Directive 1: Rewrite the paragraph in the principal/agent essay that begins "In 1881, Joseph Wharton" more concisely, keeping its main facts.
Directive 2: Write out the stretch of the principal/agent essay that starts at "Though not defined" and ends after "interests of principals.", putting "owners" in place of each "principals".

Solving the Principal/Agent Problem

Joe Torre, 1977 (Player / Coach)

Joe Torre, 1977 (Player / Coach)

One can trace the roots of capitalism through family business. Since 718, the same family has operated the Hoshi Ryokan, a Japanese inn. The Antinori family produces wine in Tuscany, where they began laboring in 1385. In America, the Vanderbilts, Rockefellers, Fords, Waltons, Lauders, Mellons, and others built great businesses across economic eras. Prior to the creation of business schools teaching management theory to aspiring professional managers, family businesses thrived because trust between family members was essential during this period while legal structures were weak, capital markets were nascent, and communications systems slow.

Given the development of legal systems, capital markets, and telecommunication networks, one could expect the power of family businesses to fade. Contrary to that hypothesis, family businesses comprise more than 90% of the world’s companies. BCG calculates that family companies represent 33% of American and 40% of French and German companies generating more than $1 billion of revenue annually. What explains the dominance of family companies then?

Agency Theory

According to the United Nations, “governance” means “the process of decision-making and the process by which decisions are implemented (or not implemented)”. Taken within the corporate context, corporate governance means making and implementing decisions that drive capital allocation, strategy, and operations. Prior to the era of professional managers, these decisions were taken by the leaders of family businesses largely responsible for specific regions. When the Rothschilds and Siemens expanded their businesses, they employed members of the family to manage the operations.

In 1881, Joseph Wharton established the world’s first business school at the University of Pennsylvania. Wharton believed the role of business was to advance society, creating new wealth and economic opportunities for all people. Thus, the world of professional management began, shifting the paradigm of corporate governance away from families and owners of businesses into that of agents.

Though not defined at the time, the development of professional management created Agency Theory, which defines the relationship between principals (shareholders of a company) and agents (professional managers of a company). According to the theory, principals of the company hire the agents to perform work. The principals delegate the work of running the business to the directors or managers who are agents of shareholders. The shareholders expect the agents to act and make decisions in the best interest of shareholders. Given agents are human, these managers may succumb to self-interest, short-termism, or opportunistic behavior that violates the interests of principals.

Milton Friedman wrote many influential pieces that helped create the Agency Theory. In a 1970 essay for The New York Times, Friedman wrote.

“In a free-enterprise, private-property sys­tem, a corporate executive is an employee of the owners of the business. He has direct re­sponsibility to his employers. That responsi­bility is to conduct the business in accordance with their desires…the key point is that, in his capacity as a corporate executive, the manager is the agent of the individuals who own the corporation…and his primary responsibility is to them.”

Friedman established that managers work for shareholders. Friedman later also specified the responsibility of shareholders:

“to use its resources and engage in activities designed to increase its profits so long as it stays within the rules of the game, which is to say, engages in open and free competition without deception or fraud.”

The modern era ushered in a new mass of professional managers, working as agents on behalf of principals. Friedman established that agents serve the needs of principals. Principals direct their businesses to increase profits. As a result, professional managers work to maximize profits for shareholders. Behold, the highly controversial adage: “maximizing shareholder value”.

Extracted information:

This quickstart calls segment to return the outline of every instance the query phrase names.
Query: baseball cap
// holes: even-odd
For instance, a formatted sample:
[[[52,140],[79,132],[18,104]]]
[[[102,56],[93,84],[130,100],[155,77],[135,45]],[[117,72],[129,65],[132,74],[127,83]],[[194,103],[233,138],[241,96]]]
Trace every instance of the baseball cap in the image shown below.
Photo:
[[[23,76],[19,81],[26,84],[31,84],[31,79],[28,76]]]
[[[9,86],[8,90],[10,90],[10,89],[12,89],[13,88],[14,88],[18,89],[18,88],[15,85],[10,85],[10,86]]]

Complete response 1: In 1881, Joseph Wharton founded the world's first business school at the University of Pennsylvania. He believed business should advance society by creating wealth and opportunity for all. This launched professional management and shifted corporate governance from families and owners to agents.

Complete response 2:
Though not defined at the time, the development of professional management created Agency Theory, which defines the relationship between owners (shareholders of a company) and agents (professional managers of a company). According to the theory, owners of the company hire the agents to perform work. The owners delegate the work of running the business to the directors or managers who are agents of shareholders. The shareholders expect the agents to act and make decisions in the best interest of shareholders. Given agents are human, these managers may succumb to self-interest, short-termism, or opportunistic behavior that violates the interests of owners.